> [TEXTE RETENU]:
▼▼▼
Élection du président de la métropole, une manœuvre menée de longue date

Publié le 25 juillet 2020

Le 17 juillet 2020, à minuit passé, après le deuxième tour de l’élection du président, l’assemblée des 119 élu-es métropolitains a laissé face à face deux candidats soi-disant du même bord politique mais en fait recherchant des majorités très différentes. C’était très clairement indiqué dans la profession de foi de chaque candidat.

Yann Mongaburu a été précis, le périmètre de la majorité avec laquelle il entendait présider la métropole était de gauche, écologiste et citoyen, ce qui excluait les progouvernementaux LREM, la droite et l’extrême droite. Cette clarté politique s’est retrouvée dans l’urne, pas de voix LREM, ni LR, ni pro-Carignon, ni RN.
▲▲▲
> [ENREGISTREMENTS]:
▼▼▼
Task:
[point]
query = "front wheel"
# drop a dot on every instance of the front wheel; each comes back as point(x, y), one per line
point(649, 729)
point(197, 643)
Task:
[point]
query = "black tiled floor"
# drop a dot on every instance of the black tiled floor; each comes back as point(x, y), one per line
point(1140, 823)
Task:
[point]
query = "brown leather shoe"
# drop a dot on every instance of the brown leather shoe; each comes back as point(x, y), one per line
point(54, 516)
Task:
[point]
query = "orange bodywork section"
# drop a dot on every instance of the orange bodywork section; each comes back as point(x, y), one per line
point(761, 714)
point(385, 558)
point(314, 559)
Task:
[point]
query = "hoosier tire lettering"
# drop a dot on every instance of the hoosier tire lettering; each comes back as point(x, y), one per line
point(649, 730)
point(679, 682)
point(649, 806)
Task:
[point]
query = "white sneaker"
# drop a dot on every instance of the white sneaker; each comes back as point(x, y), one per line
▲▲▲
> [CONSIGNE]: Recopiez le passage du texte sur l'élection du président de la métropole, de « Yann Mongaburu a » jusqu'à « pro-Carignon, ni RN. ». Les enregistrements ne servent à rien ici.

> [RÉSULTAT]:
Yann Mongaburu a été précis, le périmètre de la majorité avec laquelle il entendait présider la métropole était de gauche, écologiste et citoyen, ce qui excluait les progouvernementaux LREM, la droite et l’extrême droite. Cette clarté politique s’est retrouvée dans l’urne, pas de voix LREM, ni LR, ni pro-Carignon, ni RN.